However, it is useful as an archive reminder of an acute character study, though, while the humour and dialogue are entertaining and perceptive, and the touring theatre background and atmosphere of wartime England are well handled. And the performances are good: unusually, both Finney and Courtenay received Academy Award Best Actor nominations for the film. And Finney won the Silver Bear Award for Best Actor at the Berlin Film Festival in 1984. Courtenay won the Golden Globe Award for Best Actor – Motion Picture Drama in a tie with Robert Duvall for Tender Mercies. There were three other Oscar nominations – Best Director and Best Adapted Screenplay, but it failed to win any Oscars.

It was popular and a hit, costing £1,456,000 and taking $5,310,748 at the box office. Yates’s next films after The Dresser were an interesting bunch but flopped at the box office: Eleni (1985), Suspect (1987), a thriller with Cher and Dennis Quaid, The House on Carroll Street (1988), An Innocent Man (1989) with Tom Selleck, and Year of the Comet (1992).

* [PROBLEM]
Extend the passage above about The Dresser and Yates's later films, starting right after its final sentence.

* [INFORMATION PROVIDED]
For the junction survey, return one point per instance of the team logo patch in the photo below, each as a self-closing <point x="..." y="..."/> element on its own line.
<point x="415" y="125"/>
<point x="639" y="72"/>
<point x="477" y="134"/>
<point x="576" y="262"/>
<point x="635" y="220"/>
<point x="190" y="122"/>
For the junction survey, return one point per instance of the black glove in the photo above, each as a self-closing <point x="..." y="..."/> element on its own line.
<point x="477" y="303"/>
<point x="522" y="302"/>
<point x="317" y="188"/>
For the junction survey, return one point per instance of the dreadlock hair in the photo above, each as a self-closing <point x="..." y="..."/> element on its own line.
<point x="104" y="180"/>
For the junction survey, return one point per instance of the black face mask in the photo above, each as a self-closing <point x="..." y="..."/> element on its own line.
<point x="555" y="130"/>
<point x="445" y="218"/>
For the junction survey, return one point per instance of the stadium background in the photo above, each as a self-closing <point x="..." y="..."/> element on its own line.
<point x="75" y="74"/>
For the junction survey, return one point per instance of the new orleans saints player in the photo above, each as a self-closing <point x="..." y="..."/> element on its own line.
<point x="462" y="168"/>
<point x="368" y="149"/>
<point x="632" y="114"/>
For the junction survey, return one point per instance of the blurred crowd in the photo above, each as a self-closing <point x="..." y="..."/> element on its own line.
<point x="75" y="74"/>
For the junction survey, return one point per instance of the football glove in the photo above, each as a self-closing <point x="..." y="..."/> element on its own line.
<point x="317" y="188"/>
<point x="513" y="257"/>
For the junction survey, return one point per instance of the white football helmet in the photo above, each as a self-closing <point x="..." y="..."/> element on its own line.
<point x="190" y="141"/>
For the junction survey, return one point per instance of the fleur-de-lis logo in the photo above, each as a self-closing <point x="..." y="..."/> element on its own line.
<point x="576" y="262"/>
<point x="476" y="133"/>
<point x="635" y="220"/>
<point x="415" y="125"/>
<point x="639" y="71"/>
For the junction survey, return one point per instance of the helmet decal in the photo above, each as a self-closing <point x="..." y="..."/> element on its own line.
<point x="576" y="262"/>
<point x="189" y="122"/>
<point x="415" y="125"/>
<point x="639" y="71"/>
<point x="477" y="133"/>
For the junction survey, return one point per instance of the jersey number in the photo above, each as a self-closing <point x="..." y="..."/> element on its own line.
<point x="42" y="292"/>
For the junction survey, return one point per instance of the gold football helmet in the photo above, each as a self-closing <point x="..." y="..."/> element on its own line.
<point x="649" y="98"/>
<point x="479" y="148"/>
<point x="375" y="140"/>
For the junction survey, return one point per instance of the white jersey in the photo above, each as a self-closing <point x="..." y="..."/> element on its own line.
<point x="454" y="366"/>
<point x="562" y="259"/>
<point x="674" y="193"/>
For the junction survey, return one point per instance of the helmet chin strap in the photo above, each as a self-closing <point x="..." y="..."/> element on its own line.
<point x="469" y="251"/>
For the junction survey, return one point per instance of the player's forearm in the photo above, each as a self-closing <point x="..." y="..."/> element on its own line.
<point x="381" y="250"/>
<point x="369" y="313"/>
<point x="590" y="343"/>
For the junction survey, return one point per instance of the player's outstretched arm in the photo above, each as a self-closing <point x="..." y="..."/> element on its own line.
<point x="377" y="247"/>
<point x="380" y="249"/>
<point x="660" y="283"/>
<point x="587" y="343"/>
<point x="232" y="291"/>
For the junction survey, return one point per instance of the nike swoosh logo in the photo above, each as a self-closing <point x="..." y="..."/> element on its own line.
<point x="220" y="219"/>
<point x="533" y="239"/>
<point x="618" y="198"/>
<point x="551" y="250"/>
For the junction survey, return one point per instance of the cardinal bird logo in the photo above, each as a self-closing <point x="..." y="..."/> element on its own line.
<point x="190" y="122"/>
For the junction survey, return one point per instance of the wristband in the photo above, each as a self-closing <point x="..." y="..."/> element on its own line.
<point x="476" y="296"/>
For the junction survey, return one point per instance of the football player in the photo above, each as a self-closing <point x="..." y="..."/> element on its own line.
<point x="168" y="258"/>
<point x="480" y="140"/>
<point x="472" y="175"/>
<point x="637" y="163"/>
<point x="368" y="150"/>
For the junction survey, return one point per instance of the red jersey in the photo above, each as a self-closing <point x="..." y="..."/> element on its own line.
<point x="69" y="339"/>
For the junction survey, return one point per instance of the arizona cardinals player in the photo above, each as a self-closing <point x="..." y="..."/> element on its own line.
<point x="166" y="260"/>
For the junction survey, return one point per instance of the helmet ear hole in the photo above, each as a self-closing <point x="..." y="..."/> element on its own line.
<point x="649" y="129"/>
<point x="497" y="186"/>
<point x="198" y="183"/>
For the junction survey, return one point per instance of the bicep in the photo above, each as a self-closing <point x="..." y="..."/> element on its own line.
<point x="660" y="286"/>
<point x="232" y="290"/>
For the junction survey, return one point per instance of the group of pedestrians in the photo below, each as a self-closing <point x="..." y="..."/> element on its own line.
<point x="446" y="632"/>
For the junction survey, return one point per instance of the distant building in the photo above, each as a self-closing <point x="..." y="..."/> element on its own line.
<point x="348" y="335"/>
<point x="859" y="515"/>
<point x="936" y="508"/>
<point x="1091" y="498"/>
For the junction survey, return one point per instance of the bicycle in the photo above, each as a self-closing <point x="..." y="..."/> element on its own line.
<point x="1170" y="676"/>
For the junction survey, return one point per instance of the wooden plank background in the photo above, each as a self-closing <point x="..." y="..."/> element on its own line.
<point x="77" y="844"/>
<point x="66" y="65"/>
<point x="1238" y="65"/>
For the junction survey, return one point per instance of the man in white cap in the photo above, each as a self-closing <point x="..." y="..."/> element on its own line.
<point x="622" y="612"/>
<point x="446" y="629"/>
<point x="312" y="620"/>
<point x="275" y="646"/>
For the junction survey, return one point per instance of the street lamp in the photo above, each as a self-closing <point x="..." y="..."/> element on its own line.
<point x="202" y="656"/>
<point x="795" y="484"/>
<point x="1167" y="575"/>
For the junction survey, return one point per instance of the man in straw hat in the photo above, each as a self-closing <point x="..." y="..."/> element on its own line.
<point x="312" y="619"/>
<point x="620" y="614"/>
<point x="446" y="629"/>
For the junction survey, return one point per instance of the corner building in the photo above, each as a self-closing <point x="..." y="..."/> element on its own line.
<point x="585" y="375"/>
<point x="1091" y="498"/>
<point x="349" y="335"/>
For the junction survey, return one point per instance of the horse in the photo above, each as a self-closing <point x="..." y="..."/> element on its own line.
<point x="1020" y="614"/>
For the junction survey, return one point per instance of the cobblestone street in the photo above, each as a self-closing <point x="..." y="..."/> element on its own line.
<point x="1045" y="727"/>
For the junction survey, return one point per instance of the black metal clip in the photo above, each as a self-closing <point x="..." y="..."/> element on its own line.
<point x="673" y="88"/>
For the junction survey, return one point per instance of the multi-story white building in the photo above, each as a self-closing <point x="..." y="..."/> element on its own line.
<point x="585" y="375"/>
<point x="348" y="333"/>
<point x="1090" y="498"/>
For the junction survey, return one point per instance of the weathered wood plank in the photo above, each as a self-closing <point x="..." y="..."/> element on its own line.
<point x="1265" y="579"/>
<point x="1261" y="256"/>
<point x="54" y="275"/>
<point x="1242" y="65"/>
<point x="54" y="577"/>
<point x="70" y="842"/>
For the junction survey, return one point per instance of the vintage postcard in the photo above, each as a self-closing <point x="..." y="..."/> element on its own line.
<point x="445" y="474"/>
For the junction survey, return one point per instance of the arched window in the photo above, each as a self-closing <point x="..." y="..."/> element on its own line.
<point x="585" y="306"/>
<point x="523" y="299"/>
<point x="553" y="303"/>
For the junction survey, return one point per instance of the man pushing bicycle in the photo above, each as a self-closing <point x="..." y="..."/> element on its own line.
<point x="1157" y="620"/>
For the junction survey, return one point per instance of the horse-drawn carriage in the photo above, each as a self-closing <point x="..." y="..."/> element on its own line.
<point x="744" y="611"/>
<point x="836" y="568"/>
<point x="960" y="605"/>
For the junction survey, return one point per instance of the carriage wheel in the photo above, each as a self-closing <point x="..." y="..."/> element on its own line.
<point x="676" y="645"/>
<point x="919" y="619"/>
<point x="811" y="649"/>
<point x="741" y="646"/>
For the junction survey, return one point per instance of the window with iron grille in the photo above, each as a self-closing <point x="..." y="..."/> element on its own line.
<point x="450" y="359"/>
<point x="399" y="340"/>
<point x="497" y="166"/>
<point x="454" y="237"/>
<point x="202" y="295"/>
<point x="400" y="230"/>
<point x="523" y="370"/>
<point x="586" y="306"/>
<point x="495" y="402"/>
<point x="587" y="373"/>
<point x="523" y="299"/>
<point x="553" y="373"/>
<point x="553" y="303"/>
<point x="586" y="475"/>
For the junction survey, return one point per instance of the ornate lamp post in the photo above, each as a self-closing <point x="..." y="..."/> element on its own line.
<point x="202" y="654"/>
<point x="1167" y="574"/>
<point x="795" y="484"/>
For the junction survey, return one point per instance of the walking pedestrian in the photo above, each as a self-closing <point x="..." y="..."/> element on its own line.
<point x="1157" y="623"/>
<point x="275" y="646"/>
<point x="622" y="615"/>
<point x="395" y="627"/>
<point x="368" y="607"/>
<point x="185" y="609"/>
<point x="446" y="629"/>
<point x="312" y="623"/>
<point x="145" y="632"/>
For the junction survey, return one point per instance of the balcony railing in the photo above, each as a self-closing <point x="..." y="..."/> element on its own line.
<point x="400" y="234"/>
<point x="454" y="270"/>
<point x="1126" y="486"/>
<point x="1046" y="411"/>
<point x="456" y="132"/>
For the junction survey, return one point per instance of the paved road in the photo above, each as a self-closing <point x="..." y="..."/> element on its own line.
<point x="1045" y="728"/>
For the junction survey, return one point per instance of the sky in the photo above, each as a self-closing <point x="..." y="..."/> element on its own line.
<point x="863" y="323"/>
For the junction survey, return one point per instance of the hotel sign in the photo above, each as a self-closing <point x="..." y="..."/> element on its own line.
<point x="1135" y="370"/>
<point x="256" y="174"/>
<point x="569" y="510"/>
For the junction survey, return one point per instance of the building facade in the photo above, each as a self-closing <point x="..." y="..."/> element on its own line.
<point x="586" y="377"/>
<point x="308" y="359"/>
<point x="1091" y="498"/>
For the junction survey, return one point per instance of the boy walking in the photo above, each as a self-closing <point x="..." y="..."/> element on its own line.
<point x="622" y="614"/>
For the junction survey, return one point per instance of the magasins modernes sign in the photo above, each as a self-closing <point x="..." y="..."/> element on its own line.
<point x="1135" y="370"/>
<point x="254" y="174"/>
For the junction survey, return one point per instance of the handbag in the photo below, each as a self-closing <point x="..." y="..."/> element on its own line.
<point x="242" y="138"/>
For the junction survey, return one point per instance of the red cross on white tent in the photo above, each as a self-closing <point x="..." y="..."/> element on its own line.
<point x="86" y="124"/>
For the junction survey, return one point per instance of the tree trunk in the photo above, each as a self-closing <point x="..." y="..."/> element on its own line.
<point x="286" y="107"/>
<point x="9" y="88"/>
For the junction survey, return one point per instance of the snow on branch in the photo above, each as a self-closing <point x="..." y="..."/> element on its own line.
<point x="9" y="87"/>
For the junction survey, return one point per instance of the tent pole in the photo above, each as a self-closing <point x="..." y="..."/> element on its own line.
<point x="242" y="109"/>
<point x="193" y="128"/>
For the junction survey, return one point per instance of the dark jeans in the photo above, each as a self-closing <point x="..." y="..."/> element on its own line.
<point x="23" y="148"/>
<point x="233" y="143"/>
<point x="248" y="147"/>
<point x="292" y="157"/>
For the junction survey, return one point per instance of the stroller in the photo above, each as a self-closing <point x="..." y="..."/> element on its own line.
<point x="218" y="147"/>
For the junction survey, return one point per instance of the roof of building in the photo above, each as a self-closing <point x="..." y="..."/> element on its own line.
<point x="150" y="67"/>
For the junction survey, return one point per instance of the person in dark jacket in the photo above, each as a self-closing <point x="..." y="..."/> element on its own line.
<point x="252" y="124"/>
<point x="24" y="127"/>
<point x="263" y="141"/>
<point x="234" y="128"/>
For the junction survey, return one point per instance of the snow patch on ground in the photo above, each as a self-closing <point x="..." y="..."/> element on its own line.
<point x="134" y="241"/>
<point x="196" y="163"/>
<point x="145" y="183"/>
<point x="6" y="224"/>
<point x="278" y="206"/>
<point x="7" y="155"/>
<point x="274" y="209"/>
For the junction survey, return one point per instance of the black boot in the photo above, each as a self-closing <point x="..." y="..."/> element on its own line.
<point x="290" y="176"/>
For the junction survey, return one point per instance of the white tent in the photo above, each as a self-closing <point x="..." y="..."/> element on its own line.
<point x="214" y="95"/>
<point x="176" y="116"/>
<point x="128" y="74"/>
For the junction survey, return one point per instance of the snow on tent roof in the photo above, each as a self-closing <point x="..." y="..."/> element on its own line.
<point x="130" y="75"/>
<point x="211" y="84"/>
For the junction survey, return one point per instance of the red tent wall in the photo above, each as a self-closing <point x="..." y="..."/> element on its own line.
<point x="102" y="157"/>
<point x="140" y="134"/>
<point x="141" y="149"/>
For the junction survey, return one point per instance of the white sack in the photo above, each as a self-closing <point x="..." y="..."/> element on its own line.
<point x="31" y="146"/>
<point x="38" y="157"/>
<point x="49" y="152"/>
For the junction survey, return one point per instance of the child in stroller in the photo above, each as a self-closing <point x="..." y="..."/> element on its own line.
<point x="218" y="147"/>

* [RESPONSE TO THIS TASK]
Also in the cast are Edward Fox as Oxenby, Zena Walker as Her Ladyship, Eileen Atkins as Madge, Michael Gough, Betty Marsden, Lockwood West, Sheila Reid, Cathryn Harrison, Llewellyn Rees, Donald Eccles, Guy Manning, Kevin Stoney, John Sharp, Kathy Staff, Joe Ritchie, Ann Way, Sydney Arnold, and Anne Blackman [Hannion].

The Dresser was chosen as the 38th Royal Film Performance and screened at London’s Odeon Leicester Square cinema on 19 March 1984. It was released in the US on 6 December 1983 but not till 20 March 1984.

Goldcrest Films gave Ronald Harwood $60,000 to write the screenplay. They invested £1,456,000 in the film and made a profit of £288,000.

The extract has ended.